INT: Right. Let's just go back a little bit now, if we may, and then I shall pick up one or two points in a moment. I'd like to go back in time to the war years themselves, and ask you: how much did Russian intelligence know about the British and American work on the atom bomb?

YM: You know, it's very difficult for me to say that, because it was some different department. I knew about all this, just because I've read at the time, during the war, read the dossier on Cairncross, and when I came to the one passage in which it was said that he was the first who warned that the British and Americans are doing a great research on this subject, about atomic energy, and that led our country, our leadership, to organise..., well, the working in this sphere. But I can't say you anything more detailed. As a matter of fact, a couple of years ago I and a group of my colleague(s), all old men, we have been invited to America, and we went to... we've been everywhere in America, we've been there for months; but we have been invited to Los Alamos, you know (Laughs), the place where all this had been done. At the (unclear) was my friend, Volodya, Barkovsky, tak?, who was...who does know this problem much better than I do, because he understands all these problems and he knows how it was done. I don't know, really.

INT: But when Truman spoke to Stalin in person at the Potsdam Conference...

YM: Potsdam, yes...

INT: ... and said, "We have a bomb we're about to use," Stalin was not surprised.

YM: No reaction. (Laughs) No, Stalin... he's a clever man (Laughs), as a matter of fact. He didn't react. I think it's all right.

INT: But he must have known about...

YM: Certainly, certainly. He knew absolutely everything - no doubt about that.
§
◆ Written problem 1 ◆
In the interview excerpt, whose dossier does YM say he read during the war?

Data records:
§
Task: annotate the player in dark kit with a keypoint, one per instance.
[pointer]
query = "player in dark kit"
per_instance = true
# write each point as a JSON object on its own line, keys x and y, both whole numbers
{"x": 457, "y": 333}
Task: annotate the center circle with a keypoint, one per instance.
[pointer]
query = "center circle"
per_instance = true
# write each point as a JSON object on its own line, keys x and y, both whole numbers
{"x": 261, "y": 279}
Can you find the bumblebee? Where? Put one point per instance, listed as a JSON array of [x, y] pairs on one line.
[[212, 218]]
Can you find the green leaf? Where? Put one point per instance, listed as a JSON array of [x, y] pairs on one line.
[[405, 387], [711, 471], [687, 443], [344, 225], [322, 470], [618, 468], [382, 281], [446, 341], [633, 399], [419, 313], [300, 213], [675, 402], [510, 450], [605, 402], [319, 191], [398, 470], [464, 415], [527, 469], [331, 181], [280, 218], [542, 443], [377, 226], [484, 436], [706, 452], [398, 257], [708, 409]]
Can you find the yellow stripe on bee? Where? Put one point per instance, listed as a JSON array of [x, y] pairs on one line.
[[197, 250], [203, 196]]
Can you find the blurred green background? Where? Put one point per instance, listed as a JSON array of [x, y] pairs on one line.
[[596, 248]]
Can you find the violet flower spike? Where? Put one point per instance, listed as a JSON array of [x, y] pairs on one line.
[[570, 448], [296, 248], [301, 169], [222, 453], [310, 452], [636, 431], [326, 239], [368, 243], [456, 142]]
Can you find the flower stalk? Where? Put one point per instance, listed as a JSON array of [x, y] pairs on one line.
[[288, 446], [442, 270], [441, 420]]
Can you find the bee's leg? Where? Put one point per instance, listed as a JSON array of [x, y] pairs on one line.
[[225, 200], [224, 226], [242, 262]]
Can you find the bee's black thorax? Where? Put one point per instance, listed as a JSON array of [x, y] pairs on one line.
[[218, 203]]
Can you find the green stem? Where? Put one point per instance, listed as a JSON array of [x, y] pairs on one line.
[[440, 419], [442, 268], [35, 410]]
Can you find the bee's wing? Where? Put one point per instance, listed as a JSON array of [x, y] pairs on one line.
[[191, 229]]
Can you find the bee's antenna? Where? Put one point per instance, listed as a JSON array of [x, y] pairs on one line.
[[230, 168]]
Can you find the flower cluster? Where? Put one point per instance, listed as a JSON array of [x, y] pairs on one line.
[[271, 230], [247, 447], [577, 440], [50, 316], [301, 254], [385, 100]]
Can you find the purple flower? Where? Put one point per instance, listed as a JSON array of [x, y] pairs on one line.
§
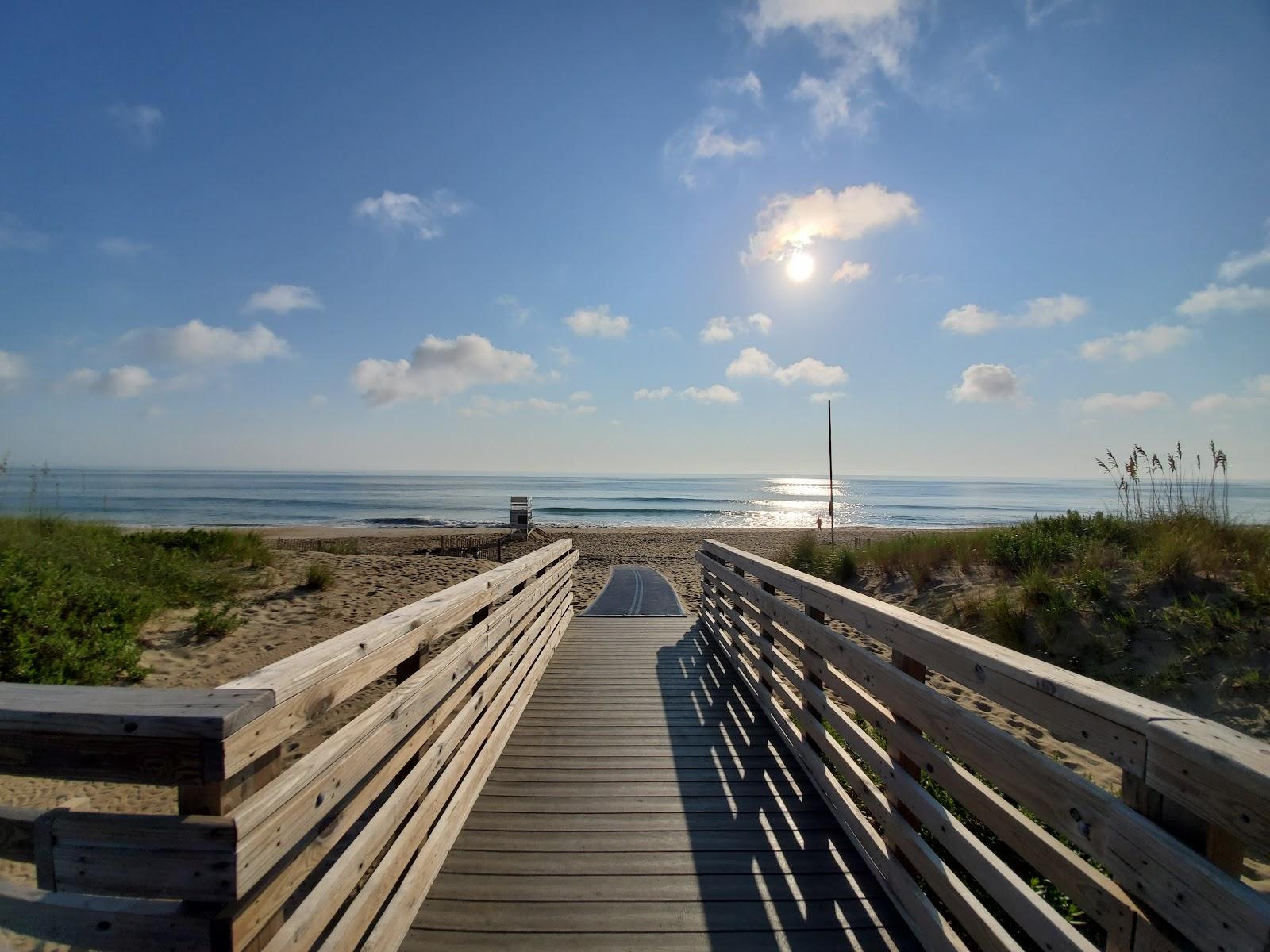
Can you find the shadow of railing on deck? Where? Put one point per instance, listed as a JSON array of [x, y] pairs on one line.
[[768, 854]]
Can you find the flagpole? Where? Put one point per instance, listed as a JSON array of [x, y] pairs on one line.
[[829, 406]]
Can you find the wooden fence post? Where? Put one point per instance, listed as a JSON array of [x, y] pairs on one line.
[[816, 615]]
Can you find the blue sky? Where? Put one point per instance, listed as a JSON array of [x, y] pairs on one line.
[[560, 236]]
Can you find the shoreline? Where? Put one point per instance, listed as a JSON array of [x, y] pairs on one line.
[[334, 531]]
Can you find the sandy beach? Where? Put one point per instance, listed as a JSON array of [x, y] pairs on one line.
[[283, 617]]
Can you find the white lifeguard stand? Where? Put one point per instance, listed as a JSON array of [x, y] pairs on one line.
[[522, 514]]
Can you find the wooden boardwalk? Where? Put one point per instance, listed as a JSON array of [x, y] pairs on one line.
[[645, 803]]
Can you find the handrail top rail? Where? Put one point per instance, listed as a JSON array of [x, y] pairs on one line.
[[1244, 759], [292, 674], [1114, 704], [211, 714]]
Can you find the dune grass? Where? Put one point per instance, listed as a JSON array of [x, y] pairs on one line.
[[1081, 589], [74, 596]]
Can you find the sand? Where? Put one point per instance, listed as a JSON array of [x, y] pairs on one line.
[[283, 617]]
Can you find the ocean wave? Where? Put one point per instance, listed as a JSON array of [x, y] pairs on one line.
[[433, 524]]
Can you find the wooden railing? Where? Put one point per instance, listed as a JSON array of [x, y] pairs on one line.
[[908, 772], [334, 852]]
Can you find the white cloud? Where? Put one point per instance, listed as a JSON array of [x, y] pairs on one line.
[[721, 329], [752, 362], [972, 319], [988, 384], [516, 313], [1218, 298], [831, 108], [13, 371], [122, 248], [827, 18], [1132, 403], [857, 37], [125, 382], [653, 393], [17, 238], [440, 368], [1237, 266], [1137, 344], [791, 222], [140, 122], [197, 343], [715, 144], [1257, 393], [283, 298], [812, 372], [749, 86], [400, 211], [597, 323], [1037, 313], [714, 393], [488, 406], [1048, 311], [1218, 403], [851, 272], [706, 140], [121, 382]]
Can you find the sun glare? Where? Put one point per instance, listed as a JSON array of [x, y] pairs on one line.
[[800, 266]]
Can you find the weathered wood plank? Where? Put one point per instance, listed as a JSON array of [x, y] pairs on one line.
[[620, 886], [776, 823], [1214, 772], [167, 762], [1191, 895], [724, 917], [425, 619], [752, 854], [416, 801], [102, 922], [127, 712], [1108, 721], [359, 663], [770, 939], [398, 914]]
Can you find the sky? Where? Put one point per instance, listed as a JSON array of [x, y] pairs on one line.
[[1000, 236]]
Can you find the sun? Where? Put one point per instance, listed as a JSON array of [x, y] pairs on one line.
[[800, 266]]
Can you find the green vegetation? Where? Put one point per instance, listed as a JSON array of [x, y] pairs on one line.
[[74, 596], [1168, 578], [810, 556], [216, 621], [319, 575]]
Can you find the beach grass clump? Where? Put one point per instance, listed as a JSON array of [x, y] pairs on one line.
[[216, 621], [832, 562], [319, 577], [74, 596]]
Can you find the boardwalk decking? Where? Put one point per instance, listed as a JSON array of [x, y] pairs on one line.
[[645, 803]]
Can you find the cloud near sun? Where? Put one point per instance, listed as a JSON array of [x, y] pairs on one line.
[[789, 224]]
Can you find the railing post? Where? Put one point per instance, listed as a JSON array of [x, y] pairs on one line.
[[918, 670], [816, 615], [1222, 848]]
§
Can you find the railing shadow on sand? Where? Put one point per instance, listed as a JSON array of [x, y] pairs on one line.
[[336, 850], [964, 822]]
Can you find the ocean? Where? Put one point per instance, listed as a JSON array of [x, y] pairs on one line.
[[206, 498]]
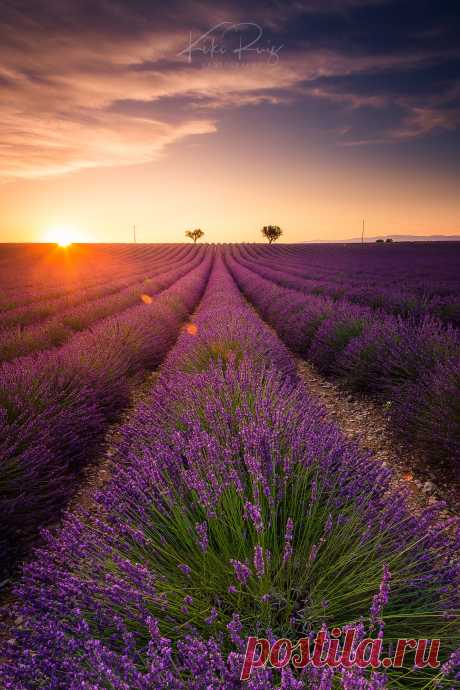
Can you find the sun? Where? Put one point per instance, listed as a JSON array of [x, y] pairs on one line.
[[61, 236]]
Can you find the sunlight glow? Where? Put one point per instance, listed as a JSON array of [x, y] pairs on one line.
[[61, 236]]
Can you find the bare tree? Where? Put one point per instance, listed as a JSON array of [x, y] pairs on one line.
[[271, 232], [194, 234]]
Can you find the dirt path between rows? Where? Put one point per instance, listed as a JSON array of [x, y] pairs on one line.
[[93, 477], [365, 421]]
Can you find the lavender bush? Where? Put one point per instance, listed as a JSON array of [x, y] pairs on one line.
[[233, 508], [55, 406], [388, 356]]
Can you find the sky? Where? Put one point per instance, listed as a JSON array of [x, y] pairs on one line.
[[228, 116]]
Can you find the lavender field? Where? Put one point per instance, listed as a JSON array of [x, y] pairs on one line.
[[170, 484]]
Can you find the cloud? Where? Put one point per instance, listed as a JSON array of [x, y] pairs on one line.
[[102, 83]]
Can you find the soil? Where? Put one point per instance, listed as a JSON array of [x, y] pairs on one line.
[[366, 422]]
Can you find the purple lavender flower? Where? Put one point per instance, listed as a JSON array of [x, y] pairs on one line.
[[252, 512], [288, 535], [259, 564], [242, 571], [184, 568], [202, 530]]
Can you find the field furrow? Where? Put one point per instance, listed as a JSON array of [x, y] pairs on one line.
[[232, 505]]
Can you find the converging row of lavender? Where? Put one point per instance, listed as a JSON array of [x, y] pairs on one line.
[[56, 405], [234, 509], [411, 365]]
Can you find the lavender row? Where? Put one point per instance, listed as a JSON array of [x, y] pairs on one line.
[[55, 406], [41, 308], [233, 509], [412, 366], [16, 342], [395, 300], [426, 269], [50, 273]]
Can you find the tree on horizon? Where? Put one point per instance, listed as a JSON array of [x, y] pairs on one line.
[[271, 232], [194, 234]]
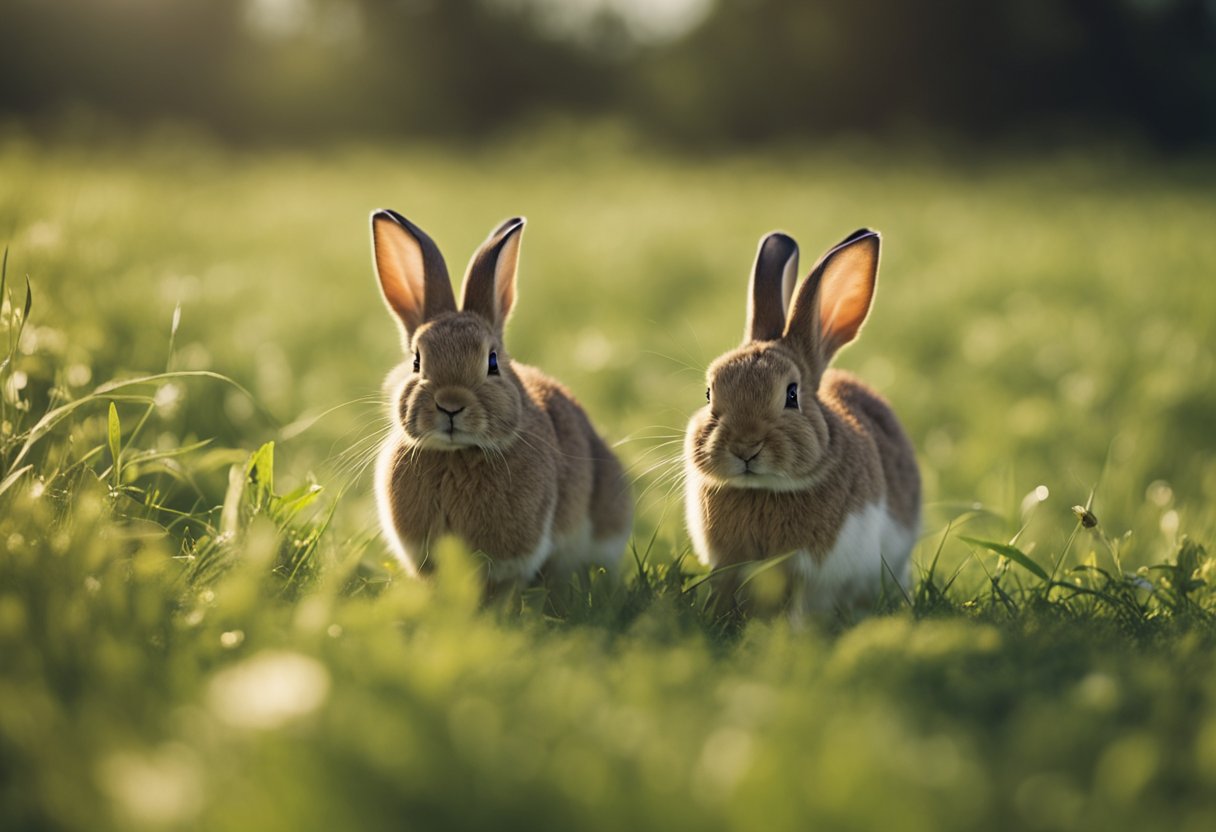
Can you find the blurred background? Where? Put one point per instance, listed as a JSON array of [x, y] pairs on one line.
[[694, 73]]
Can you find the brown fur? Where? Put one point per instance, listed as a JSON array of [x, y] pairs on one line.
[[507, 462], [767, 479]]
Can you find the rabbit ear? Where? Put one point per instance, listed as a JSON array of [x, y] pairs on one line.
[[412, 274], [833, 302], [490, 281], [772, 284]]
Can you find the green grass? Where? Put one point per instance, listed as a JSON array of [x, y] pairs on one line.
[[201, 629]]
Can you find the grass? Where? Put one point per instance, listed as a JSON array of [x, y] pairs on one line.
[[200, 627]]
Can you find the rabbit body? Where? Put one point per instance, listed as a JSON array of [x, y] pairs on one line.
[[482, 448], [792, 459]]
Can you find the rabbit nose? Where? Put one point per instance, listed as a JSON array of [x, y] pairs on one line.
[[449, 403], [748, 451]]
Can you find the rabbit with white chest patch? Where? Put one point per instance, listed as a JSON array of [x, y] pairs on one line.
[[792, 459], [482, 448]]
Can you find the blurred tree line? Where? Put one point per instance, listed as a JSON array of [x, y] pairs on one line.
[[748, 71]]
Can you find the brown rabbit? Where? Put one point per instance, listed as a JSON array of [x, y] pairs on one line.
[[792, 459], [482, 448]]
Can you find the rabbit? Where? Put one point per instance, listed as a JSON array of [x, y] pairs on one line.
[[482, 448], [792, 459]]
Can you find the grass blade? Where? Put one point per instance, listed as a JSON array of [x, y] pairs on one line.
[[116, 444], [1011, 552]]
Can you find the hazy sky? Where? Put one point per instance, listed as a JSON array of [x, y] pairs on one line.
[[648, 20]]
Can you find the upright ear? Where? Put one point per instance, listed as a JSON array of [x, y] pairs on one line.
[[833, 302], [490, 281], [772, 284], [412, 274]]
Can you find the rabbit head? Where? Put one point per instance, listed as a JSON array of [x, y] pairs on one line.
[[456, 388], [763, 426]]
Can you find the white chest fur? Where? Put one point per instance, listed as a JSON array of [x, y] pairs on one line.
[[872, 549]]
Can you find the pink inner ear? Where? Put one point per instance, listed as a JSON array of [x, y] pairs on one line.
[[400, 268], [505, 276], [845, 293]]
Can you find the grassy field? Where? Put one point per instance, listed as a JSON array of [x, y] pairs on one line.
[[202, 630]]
§
◆ Written problem 2 ◆
In the entries, switch "flower stalk" to "flower stem" from the line containing "Task: annotate the player" through the line containing "[[225, 200], [224, 226], [242, 262]]", leaving everything else unchanged, and return only those lines.

◆ Task output 1 ◆
Cairncross

◆ Task output 2 ◆
Task: annotate the player in dark kit with a keypoint, one per instance.
[pointer]
query = "player in dark kit"
per_instance = true
# write each point as a JSON object on its own line, keys x and y, both whole numbers
{"x": 457, "y": 333}
Task: annotate the center circle with a keypoint, one per instance.
[pointer]
query = "center circle"
per_instance = true
# write each point as a JSON object on its own line, keys x and y, both whole numbers
{"x": 261, "y": 279}
Can you find the bumblebee? Where? Put one point per instance, listed as a JSON array of [x, y] pairs on one line.
[[212, 218]]
Can you find the green leaf? Where? Put one point per instance, listed as a JSON array of [x, y] pairs on one line.
[[405, 387], [711, 471], [687, 443], [344, 225], [322, 470], [618, 468], [382, 281], [446, 341], [633, 399], [419, 313], [300, 213], [675, 402], [510, 450], [605, 402], [319, 191], [398, 470], [464, 415], [527, 469], [331, 181], [280, 218], [542, 443], [377, 226], [484, 436], [706, 452], [398, 257], [708, 409]]
Can you find the yellow stripe on bee? Where? Put one point per instance, listed as a JSON array of [x, y] pairs on one line.
[[197, 250], [203, 196]]
Can you find the blurred green background? Where? Put one point per instance, listed as a JSON array of [x, y] pairs on one line.
[[596, 248]]
Can you find the violet flower spike? Where? Put one point per instance, listed as a JSON array of [x, y] pairs on one line.
[[570, 448], [296, 248], [301, 169], [222, 453], [310, 452], [636, 431], [326, 239], [368, 243], [456, 142]]
Can you find the flower stem? Where? Put one point per instance, listed as a JSON array of [x, y] pairs on one line.
[[288, 446], [442, 270], [441, 420]]
Can you find the bee's leg? Where? Put one point per instance, listed as a JSON array of [x, y] pairs on one line.
[[225, 200], [224, 226], [242, 262]]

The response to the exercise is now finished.